The outline for the Powerpoint slides is here in full, together with the names of the politicians they were required to influence. It boasts that the..
Economists' Network 64 Strong [is] Targeted to Congressional Tax Writing Committees [and utilizing the] Production of Op-Eds on Federal Tax Policy.
[List of economists]


1990 May: This is a list of the newspapers designated to certain economists on the network. They are to attempt to plant an op-ed article on "Excise Taxes" on this local newspapers.

MASSACHUSETTS
David Tuerck,
Suffolk University
[has been given the] Boston Globe. [as his target publication.]


1991 Jan: /E Tobacco Institute draft plan for 1991 with emphasis on "Taxes." These are the economist-related paragraphs:

Objective
To discourage reliance on consumer excise taxes on cigarettes to meet social and economic objectives by demonstrating that excise taxes are regressive and inconsistent with fair taxation.

- GOAL: Reproduce the part of the tobacco tax excerpt between "The outline for" and "this local newspapers.", inclusive, changing "newspapers" to "publications".

- RAW DATA:
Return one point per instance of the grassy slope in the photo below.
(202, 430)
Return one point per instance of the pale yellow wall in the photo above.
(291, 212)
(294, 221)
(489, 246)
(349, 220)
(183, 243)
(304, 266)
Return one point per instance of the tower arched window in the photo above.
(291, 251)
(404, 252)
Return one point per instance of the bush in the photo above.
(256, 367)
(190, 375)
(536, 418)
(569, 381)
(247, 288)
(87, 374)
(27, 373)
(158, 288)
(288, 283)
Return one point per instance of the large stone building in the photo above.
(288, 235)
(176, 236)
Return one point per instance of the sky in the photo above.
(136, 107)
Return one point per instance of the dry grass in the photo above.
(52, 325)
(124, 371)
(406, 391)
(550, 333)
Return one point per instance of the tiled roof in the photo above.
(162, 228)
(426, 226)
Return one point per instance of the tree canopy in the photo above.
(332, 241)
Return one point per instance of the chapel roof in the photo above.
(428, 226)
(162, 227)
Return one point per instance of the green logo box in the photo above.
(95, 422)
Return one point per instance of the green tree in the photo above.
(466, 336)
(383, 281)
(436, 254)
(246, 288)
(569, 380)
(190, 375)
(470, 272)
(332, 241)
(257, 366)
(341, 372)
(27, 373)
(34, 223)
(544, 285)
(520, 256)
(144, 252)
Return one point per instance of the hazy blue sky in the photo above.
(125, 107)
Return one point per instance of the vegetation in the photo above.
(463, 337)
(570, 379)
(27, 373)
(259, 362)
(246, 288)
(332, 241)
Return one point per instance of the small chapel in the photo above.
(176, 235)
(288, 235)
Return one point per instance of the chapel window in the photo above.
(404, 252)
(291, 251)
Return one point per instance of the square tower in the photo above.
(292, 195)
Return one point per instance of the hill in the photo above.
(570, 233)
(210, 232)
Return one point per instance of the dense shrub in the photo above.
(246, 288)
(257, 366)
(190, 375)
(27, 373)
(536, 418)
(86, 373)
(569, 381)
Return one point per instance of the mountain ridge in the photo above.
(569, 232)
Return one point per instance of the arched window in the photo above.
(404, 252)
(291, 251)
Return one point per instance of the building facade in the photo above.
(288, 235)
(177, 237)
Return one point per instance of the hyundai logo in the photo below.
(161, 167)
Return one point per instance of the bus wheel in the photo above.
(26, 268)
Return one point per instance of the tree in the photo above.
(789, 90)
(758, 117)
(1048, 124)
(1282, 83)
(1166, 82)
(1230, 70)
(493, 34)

- ANSWER IN FULL:
The outline for the Powerpoint slides is here in full, together with the names of the politicians they were required to influence. It boasts that the..
Economists' Network 64 Strong [is] Targeted to Congressional Tax Writing Committees [and utilizing the] Production of Op-Eds on Federal Tax Policy.
[List of economists]


1990 May: This is a list of the publications designated to certain economists on the network. They are to attempt to plant an op-ed article on "Excise Taxes" on this local publications.